→ Text passage
Murillo served at the Phelps Stokes Fund as Senior Fellow and Vice President for Programs and Strategy, Murillo led an initiative that integrates leadership, development, security, energy, environment, and culture within the framework of foreign policy. The aim of this initiative was to promote development and diversity in Latin America and throughout the world, through the promotion of youth leadership, creative social and economic inclusion, and policy and institutional transformation that are sensitive to Afro-Descendants, Indigenous, and other marginalized social groups.

Murillo also has served on the board of directors and on advisory committees of various U.S. based organizations, such as the Colombian Human Rights Committee, US Office on Colombia, American Friends Service Committee, the Global Exchange Speaking Bureau, and the Center for International Policy.

→ Objective
In the text about Murillo, which positions did Murillo hold at the Phelps Stokes Fund? These records have no connection to the text about Murillo.

Dataset rows showing where objects appear:

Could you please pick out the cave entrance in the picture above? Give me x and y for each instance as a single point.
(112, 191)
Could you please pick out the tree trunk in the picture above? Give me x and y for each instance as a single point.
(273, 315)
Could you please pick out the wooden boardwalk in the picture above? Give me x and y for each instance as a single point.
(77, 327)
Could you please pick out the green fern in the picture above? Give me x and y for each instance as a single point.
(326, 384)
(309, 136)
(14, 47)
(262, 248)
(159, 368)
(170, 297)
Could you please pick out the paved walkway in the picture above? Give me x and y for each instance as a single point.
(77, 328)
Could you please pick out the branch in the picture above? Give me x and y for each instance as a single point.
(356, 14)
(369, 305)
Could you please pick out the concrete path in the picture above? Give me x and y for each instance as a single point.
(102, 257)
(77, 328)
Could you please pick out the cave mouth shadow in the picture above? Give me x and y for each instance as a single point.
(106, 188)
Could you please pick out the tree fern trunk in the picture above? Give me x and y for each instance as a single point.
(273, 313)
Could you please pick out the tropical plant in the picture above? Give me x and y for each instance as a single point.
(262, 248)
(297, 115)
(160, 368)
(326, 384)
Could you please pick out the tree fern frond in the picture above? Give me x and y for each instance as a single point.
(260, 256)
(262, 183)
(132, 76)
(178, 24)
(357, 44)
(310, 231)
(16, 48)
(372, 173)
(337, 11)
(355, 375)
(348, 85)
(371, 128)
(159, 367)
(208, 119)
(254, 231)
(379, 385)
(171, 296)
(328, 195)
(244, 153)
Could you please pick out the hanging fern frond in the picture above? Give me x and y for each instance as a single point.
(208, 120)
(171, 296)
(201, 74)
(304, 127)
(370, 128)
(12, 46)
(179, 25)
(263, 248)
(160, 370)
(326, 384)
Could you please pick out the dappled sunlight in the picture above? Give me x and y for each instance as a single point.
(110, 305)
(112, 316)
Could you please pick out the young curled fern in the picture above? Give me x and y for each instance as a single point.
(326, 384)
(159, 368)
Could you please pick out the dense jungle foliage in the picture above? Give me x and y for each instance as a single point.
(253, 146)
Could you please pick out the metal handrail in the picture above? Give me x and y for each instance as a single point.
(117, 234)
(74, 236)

→ Written solution
Senior Fellow and Vice President for Programs and Strategy.